(read time: 3 minutes)
Punch line: No, AI will never be conscious—and no, AI will not replace human therapists.
As a somewhat unusual combination of electrical engineer, student of consciousness research, long-time meditator, and practicing therapist, I get a lot of questions from clients, friends, and family about AI—especially about AI-driven therapy.
Let’s start with the question that seems to be lurking behind all the others:
Is AI already conscious, or will it become conscious as its capabilities continue to grow exponentially?
Computers are mysterious to most people—and, frankly, even to many computer scientists—so let me simplify this as much as possible. We could have built computers using pipes, valves, and water: an unimaginably complex plumbing system. But such machines would be enormous, slow, and expensive. Instead, we use wires, transistors, and electricity because they can be made tiny, fast, and cheap.
But here’s the key point: no matter the medium—plumbing or silicon—complexity alone does not produce subjective experience.
While this remains a hotly debated topic in neuroscience and consciousness research, I believe we will eventually understand—and be able to demonstrate—that brains do not cause experience to arise in the way we currently assume.
A useful analogy is a radio. A radio does not create music; it receives and translates a signal. Damage the radio, and the music becomes distorted or disappears entirely—but the signal itself has not been destroyed.
In this view, the brain is the radio. The mind—the field of subjective experience—is the signal.
Brains clearly matter. Change the brain, and experience changes. But correlation is not the same thing as generation. The brain appears to shape, filter, and localize experience—not manufacture it from inert matter. Computers, by contrast, manipulate symbols according to deterministic rules. They process information, but they do not receive—or participate in—any field of experience. Intelligence, no matter how impressive, is not the same thing as having an inner point of view. So no—we are never going to have to feel guilty for turning our computers off, or worry that yelling at them when they crash is ethically questionable. There is no “someone” there having an experience of loss or fear. There is no inner life.
Now let’s turn to the question of AI-based therapy.
AI is extraordinary at processing information—and we are only at the beginning. I fully expect AI systems to soon be able to assess symptoms, suggest diagnoses, identify cognitive distortions, flag defensive patterns, and generate sophisticated treatment plans. That’s not science fiction; it’s a near-term reality.

• Problem statement
In the piece above on AI consciousness and therapy, what everyday device serves as the analogy for the brain?

• Record set
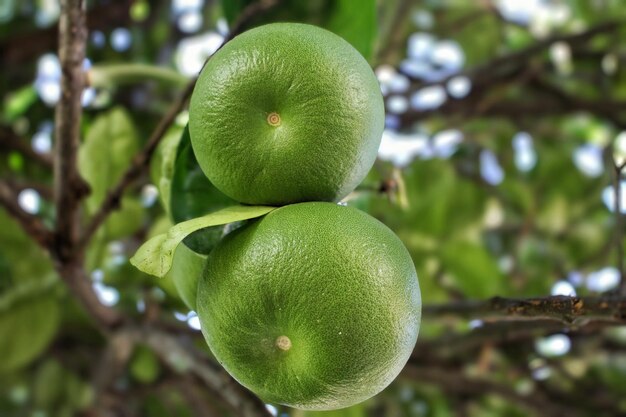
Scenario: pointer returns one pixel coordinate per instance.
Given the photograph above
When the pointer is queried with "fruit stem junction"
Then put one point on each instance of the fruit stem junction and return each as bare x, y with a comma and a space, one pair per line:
273, 119
283, 343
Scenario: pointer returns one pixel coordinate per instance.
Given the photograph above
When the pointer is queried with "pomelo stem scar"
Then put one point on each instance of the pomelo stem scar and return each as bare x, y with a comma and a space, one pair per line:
273, 119
283, 343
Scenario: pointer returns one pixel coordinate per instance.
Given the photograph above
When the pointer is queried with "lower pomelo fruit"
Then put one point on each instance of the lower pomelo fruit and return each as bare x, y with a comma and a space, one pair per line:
314, 306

• Answer space
A radio.